_WHAT YOU SHOULD DO:_ Rewrite the material below as a numbered list, leaving out any blank lines.

_GIVEN INFORMATION:_
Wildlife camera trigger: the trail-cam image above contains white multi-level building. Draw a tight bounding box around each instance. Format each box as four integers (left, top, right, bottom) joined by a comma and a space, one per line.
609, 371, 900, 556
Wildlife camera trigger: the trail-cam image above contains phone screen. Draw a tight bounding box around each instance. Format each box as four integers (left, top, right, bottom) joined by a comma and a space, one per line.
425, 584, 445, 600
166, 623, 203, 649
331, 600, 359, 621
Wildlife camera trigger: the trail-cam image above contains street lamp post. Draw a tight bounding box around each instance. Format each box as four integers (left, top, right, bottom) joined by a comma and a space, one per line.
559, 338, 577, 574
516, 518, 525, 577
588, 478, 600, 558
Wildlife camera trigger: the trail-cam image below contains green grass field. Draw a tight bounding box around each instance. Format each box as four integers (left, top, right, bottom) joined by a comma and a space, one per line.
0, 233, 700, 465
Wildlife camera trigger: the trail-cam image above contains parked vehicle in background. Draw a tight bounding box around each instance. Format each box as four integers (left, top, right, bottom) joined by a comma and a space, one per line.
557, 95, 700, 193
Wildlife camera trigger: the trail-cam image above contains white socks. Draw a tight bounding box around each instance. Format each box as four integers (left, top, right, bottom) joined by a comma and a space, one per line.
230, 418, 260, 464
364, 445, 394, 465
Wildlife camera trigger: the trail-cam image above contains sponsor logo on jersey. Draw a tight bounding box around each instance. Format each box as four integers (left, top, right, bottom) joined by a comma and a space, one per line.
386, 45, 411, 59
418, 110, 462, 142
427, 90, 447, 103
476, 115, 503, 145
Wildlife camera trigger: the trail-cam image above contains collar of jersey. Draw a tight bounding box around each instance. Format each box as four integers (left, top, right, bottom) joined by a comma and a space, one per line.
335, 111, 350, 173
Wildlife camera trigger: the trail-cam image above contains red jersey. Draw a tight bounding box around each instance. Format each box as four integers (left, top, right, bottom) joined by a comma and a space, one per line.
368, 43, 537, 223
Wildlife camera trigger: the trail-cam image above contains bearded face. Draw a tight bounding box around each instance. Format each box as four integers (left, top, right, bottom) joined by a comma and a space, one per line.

_WRITTEN RESPONSE:_
1. Wildlife camera trigger: the trail-cam image above contains white multi-level building. Draw a tight bounding box around each instance. Format each box as four integers (left, top, right, bottom) joined by a comma and a space, one per line.
2. 609, 371, 900, 556
3. Wildlife camera trigger: the trail-cam image above contains phone screen. Draw a tight bounding box around each instance. Format each box as four integers (left, top, right, bottom) joined by a comma and a space, one per line.
4. 425, 584, 445, 600
5. 166, 623, 203, 649
6. 331, 600, 359, 621
7. Wildlife camera trigger: the trail-cam image above contains street lamp post. Draw a tight bounding box around each instance. Format each box as four integers (left, top, right, bottom) joined by a comma and a space, one per line.
8. 559, 338, 577, 574
9. 516, 518, 525, 577
10. 588, 478, 600, 558
11. Wildlife camera trigger: the trail-cam image below contains green grass field. Draw a tight bounding box around each instance. Format each box as four integers (left, top, right, bottom) joined by a comma and a space, one per line.
12. 0, 233, 700, 465
13. Wildlife camera trigger: the trail-cam image above contains parked vehicle in background. Draw a tight bounding box around each instance. Format each box as four integers (left, top, right, bottom) joined by a comma and a space, one per line.
14. 557, 95, 700, 193
15. Wildlife camera trigger: the trail-cam image above contains white socks. Draw a tight bounding box around each instance. Format each box as four integers (left, top, right, bottom) joined by a comma and a space, one per line.
16. 230, 418, 260, 464
17. 364, 445, 394, 465
18. Wildlife camera trigger: the trail-cam image above contains sponsor logo on jersey. Draw a tight bounding box around each instance. Format each box as four integers (left, top, right, bottom) joined by a comma and a space, one per line.
19. 386, 45, 411, 59
20. 418, 110, 462, 142
21. 427, 90, 447, 103
22. 476, 115, 503, 145
23. Wildlife camera trigger: the trail-cam image above contains collar of jersey. Draw a tight bounding box around each instance. Format each box as four integers (left, top, right, bottom) joined by a comma and a space, one per line.
24. 335, 111, 350, 173
25. Wildlife camera trigger: the trail-cam image above contains red jersey. Draw a tight bounding box around each instance. Format each box as four integers (left, top, right, bottom) joined by a comma and a space, one per line.
26. 368, 43, 537, 223
27. Wildlife camera trigger: the trail-cam image above contains bearded face. Draw a tight bounding box around each instance. Format each box as four integers (left, top, right, bottom) joined by a comma and a space, one per line.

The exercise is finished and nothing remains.